# PROBLEM
The entries below need to be transcribed exactly, without their images.

# DATA TO USE
——

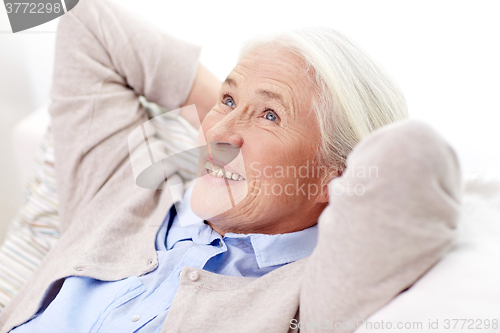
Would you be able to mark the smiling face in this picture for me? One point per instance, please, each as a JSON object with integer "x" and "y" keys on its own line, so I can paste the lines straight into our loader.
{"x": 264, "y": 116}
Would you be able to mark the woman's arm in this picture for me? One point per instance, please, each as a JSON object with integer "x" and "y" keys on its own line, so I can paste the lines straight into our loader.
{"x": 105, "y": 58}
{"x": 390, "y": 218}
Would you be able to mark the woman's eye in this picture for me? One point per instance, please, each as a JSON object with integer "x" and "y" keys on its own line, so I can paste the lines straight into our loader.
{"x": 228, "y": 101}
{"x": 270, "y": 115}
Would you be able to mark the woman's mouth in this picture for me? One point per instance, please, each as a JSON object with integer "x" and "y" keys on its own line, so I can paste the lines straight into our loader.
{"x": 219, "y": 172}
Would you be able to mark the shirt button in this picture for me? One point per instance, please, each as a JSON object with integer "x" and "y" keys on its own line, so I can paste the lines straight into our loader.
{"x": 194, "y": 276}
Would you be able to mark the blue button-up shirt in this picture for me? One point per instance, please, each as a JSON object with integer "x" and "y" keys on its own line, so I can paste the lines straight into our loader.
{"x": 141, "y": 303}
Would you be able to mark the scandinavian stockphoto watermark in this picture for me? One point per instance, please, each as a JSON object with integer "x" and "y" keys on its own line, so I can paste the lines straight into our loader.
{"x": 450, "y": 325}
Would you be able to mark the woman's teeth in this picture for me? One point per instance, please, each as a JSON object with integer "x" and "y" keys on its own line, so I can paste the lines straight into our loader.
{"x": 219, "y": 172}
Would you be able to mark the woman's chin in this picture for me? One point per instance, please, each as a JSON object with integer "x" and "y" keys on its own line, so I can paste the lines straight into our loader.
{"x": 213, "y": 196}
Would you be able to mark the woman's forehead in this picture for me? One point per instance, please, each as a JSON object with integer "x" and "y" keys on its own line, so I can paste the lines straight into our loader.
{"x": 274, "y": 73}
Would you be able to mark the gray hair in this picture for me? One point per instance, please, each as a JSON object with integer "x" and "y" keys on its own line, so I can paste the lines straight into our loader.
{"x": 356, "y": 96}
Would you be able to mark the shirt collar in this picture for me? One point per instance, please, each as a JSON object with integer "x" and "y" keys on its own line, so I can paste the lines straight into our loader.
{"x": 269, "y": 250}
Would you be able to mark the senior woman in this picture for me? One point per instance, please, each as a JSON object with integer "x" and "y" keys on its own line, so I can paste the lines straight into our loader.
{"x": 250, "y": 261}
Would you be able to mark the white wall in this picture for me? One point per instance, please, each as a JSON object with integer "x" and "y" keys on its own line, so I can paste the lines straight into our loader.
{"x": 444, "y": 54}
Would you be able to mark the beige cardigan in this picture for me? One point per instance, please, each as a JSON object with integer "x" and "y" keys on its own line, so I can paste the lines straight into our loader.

——

# YOUR RESPONSE
Would you be able to mark the smiling face in this picture for me? One point per instance, please, each as a JSON object with integer "x" and "y" keys on its own line, so I can paste the lines straight into our loader.
{"x": 264, "y": 116}
Would you be able to mark the woman's arm in this picture for me? One point per instance, please, each as a JSON object with integer "x" and "y" keys on its own line, so I can paste the lines straight into our loader.
{"x": 105, "y": 58}
{"x": 390, "y": 218}
Would you be able to mark the woman's eye in this picture for me? One point per instance, please, each as a JSON object with integer "x" and "y" keys on its own line, so I can paste the lines straight into our loader.
{"x": 228, "y": 101}
{"x": 270, "y": 115}
Would you be able to mark the woman's mouth in this picture for me? One point per instance, please, each as a JSON object with integer "x" and "y" keys on its own line, so I can paste the lines straight into our loader.
{"x": 219, "y": 172}
Would you be able to mark the shirt button in this picture for me? One point per instance, please, each as a JSON object with integer "x" and "y" keys on its own line, so I can paste the lines straight into our loader.
{"x": 194, "y": 276}
Would you be able to mark the blue button-up shirt in this picture for me? One point per instance, please, each as a JSON object with integer "x" and "y" keys on its own line, so I can paste the lines straight into our loader.
{"x": 141, "y": 303}
Would you be able to mark the scandinavian stockphoto watermark in this picture for me? One point per instance, please, each as a JSON object with integer "x" and "y" keys on its own line, so I can paste the lines straight into our loader.
{"x": 450, "y": 325}
Would you be able to mark the woman's teeth in this picture for me? One point per instance, please, each as a JSON object with integer "x" and "y" keys on its own line, so I can paste the lines straight into our loader.
{"x": 219, "y": 172}
Would you be able to mark the woman's chin in this picture for me? One point per instance, please, each as a JSON object with integer "x" and "y" keys on its own line, so I can paste the lines straight into our loader.
{"x": 213, "y": 196}
Would you be able to mark the woman's forehead in this picture for me? One point per instance, please, each as a JSON object with integer "x" and "y" keys on its own line, so I can paste the lines straight into our loader.
{"x": 274, "y": 73}
Would you be able to mark the gray hair in this picture for me? One point per instance, please, each as a JSON object with integer "x" and "y" keys on its own line, so I can paste the lines straight into our loader.
{"x": 356, "y": 96}
Would you be able to mark the shirt collar in this picture for me? One point per instance, please, each as a JSON object with integer "x" and "y" keys on its own line, so I can paste the lines straight into our loader.
{"x": 269, "y": 250}
Would you be able to mark the senior woman in this picture for me? One point per instance, please, each as a JSON object with integer "x" and "y" keys on its own line, so I can paste the lines straight into our loader.
{"x": 250, "y": 261}
Would you be able to mark the white wall in this picture for me? One point per instance, please, each as a JSON object with integer "x" and "y" keys on its own line, so I can paste the lines straight into our loader.
{"x": 444, "y": 54}
Would you be able to mark the beige cardigan in this picture for me? One point per instance, please, each as a JSON object with integer "x" and "y" keys on its own line, so I can paste the lines straight into our loader.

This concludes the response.